=== TASK DESCRIPTION ===
The entries are to be repeated exactly, with all pictures omitted.

=== DATA EXTRACTS ===
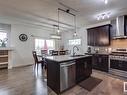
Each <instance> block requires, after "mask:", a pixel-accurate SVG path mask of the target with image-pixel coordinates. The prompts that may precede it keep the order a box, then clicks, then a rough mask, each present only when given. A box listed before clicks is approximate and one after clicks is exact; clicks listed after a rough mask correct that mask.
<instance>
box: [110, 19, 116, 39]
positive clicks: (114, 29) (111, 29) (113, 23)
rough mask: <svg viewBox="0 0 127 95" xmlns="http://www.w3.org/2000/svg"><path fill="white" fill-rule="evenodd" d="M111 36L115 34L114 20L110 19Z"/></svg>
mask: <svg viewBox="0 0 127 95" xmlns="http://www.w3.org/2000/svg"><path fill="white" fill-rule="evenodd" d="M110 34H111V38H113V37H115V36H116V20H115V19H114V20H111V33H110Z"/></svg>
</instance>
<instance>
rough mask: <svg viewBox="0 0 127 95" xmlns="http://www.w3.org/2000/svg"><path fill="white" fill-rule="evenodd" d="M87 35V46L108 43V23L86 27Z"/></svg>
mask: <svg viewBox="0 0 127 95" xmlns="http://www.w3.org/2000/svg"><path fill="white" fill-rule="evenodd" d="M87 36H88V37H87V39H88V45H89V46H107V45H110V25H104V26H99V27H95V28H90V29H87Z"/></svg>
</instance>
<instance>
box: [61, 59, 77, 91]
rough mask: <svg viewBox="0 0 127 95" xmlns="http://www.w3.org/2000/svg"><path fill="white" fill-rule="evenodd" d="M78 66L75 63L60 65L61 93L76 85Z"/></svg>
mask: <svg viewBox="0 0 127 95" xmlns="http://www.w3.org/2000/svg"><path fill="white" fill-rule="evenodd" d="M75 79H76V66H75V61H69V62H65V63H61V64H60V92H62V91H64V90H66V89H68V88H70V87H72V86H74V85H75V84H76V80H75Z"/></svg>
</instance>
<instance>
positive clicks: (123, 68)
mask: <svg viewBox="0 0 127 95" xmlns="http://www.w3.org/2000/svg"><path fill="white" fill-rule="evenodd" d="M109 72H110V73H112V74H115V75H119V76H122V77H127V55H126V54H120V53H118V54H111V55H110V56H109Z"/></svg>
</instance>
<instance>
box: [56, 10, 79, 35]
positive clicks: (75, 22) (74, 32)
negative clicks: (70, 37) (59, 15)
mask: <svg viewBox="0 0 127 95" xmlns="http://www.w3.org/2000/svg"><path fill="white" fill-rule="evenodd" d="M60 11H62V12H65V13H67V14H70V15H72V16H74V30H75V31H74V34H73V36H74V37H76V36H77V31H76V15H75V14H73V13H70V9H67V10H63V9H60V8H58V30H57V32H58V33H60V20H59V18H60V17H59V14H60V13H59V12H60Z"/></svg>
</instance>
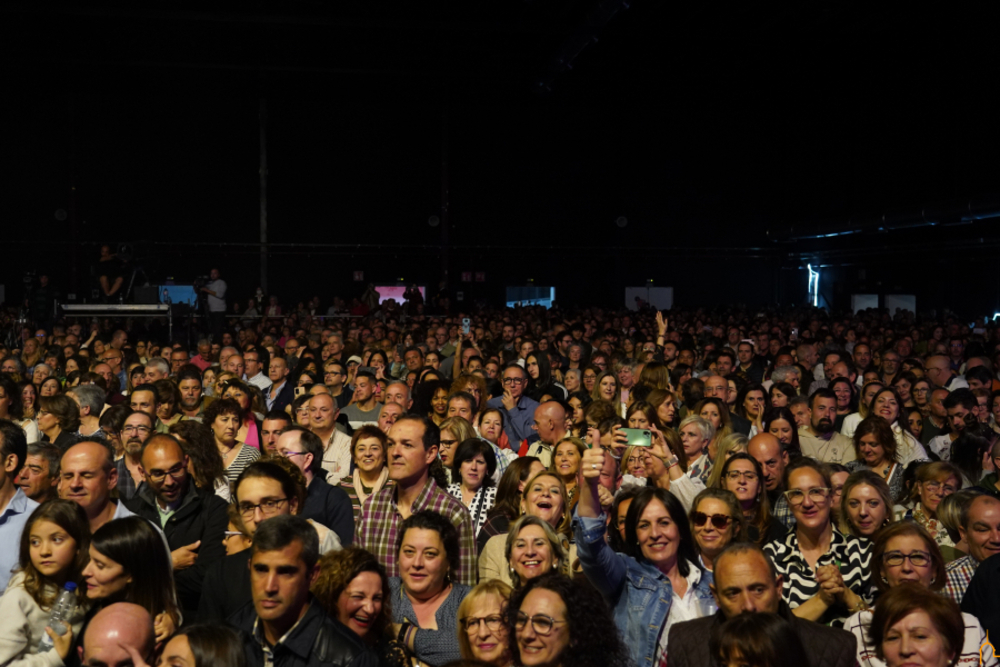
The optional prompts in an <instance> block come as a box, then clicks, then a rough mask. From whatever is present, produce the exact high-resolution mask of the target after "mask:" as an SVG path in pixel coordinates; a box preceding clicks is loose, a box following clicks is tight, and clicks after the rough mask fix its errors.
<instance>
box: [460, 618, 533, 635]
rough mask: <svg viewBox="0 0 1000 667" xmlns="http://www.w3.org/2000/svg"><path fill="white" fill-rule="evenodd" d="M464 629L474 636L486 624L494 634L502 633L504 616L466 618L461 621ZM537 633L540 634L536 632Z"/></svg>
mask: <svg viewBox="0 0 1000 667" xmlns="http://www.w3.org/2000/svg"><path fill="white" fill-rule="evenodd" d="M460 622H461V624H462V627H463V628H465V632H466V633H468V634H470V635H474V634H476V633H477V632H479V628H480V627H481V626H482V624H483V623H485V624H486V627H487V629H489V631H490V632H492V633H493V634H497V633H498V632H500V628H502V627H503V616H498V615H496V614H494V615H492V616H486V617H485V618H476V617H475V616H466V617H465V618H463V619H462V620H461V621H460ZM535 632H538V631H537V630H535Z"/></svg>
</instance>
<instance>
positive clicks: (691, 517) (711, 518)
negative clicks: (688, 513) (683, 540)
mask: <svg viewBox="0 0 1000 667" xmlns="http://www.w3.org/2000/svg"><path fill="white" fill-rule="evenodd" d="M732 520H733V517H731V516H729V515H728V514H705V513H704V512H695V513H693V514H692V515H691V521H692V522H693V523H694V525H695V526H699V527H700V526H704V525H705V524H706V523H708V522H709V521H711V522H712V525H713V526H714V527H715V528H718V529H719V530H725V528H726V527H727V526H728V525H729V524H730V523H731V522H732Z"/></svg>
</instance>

=== REPLY TO THE TASK ===
Each <instance> block requires, after "mask:", a pixel-accurate SVG path mask of the target with image-pixel coordinates. The prompts that may precede it keep the order a box, then clicks, then a rough mask, each present only when given. A box listed before clicks is approximate and one after clicks is exact; clicks listed after a rough mask correct that mask.
<instance>
box: [110, 19, 116, 39]
positive clicks: (114, 29) (111, 29) (113, 23)
rough mask: <svg viewBox="0 0 127 95" xmlns="http://www.w3.org/2000/svg"><path fill="white" fill-rule="evenodd" d="M111 36L115 34L114 20L110 19Z"/></svg>
mask: <svg viewBox="0 0 127 95" xmlns="http://www.w3.org/2000/svg"><path fill="white" fill-rule="evenodd" d="M110 34H111V38H113V37H115V36H116V20H115V19H114V20H111V33H110Z"/></svg>
</instance>
<instance>
rough mask: <svg viewBox="0 0 127 95" xmlns="http://www.w3.org/2000/svg"><path fill="white" fill-rule="evenodd" d="M87 35V46L108 43V23L86 27Z"/></svg>
mask: <svg viewBox="0 0 127 95" xmlns="http://www.w3.org/2000/svg"><path fill="white" fill-rule="evenodd" d="M87 36H88V37H87V39H88V45H89V46H107V45H110V25H104V26H99V27H95V28H90V29H87Z"/></svg>
</instance>
<instance>
box: [61, 59, 77, 91]
rough mask: <svg viewBox="0 0 127 95" xmlns="http://www.w3.org/2000/svg"><path fill="white" fill-rule="evenodd" d="M78 66L75 63L60 65L61 93L76 85Z"/></svg>
mask: <svg viewBox="0 0 127 95" xmlns="http://www.w3.org/2000/svg"><path fill="white" fill-rule="evenodd" d="M75 79H76V66H75V61H69V62H65V63H61V64H60V92H62V91H64V90H66V89H68V88H70V87H72V86H74V85H75V84H76V80H75Z"/></svg>
</instance>
<instance>
positive clicks: (123, 68)
mask: <svg viewBox="0 0 127 95" xmlns="http://www.w3.org/2000/svg"><path fill="white" fill-rule="evenodd" d="M109 72H110V73H112V74H115V75H119V76H122V77H127V55H126V54H120V53H118V54H111V55H110V56H109Z"/></svg>
</instance>
<instance>
box: [56, 10, 79, 35]
positive clicks: (75, 22) (74, 32)
negative clicks: (70, 37) (59, 15)
mask: <svg viewBox="0 0 127 95" xmlns="http://www.w3.org/2000/svg"><path fill="white" fill-rule="evenodd" d="M60 11H62V12H65V13H67V14H70V15H72V16H74V30H75V31H74V34H73V36H74V37H76V36H77V31H76V15H75V14H73V13H70V9H67V10H63V9H60V8H58V30H57V32H58V33H60V20H59V18H60V17H59V14H60V13H59V12H60Z"/></svg>
</instance>
The optional prompts in an <instance> block come as a box, then clicks, then a rough mask. From whatever is present, produce the exact high-resolution mask of the target after "mask:" as an SVG path in pixel coordinates; a box preceding clicks is loose, a box following clicks is tight, and clicks after the rough mask fix its errors.
<instance>
box: [460, 618, 533, 635]
rough mask: <svg viewBox="0 0 1000 667" xmlns="http://www.w3.org/2000/svg"><path fill="white" fill-rule="evenodd" d="M464 629L474 636L486 624L494 634L502 633L504 616L466 618L461 621ZM537 633L540 634L536 632Z"/></svg>
mask: <svg viewBox="0 0 1000 667" xmlns="http://www.w3.org/2000/svg"><path fill="white" fill-rule="evenodd" d="M460 622H461V624H462V627H463V628H465V632H466V633H468V634H470V635H474V634H476V633H477V632H479V628H480V627H481V626H482V624H483V623H485V624H486V627H487V629H489V631H490V632H492V633H493V634H497V633H498V632H500V628H502V627H503V616H498V615H496V614H494V615H492V616H486V617H485V618H476V617H475V616H466V617H465V618H463V619H462V620H461V621H460ZM535 632H538V631H537V630H535Z"/></svg>
</instance>
<instance>
positive clicks: (691, 517) (711, 518)
negative clicks: (688, 513) (683, 540)
mask: <svg viewBox="0 0 1000 667" xmlns="http://www.w3.org/2000/svg"><path fill="white" fill-rule="evenodd" d="M732 520H733V517H731V516H729V515H728V514H705V513H704V512H695V513H693V514H692V515H691V521H692V522H693V523H694V525H695V526H699V527H700V526H704V525H705V524H706V523H708V522H709V521H711V522H712V525H713V526H714V527H715V528H718V529H719V530H725V528H726V527H727V526H728V525H729V524H730V523H731V522H732Z"/></svg>
</instance>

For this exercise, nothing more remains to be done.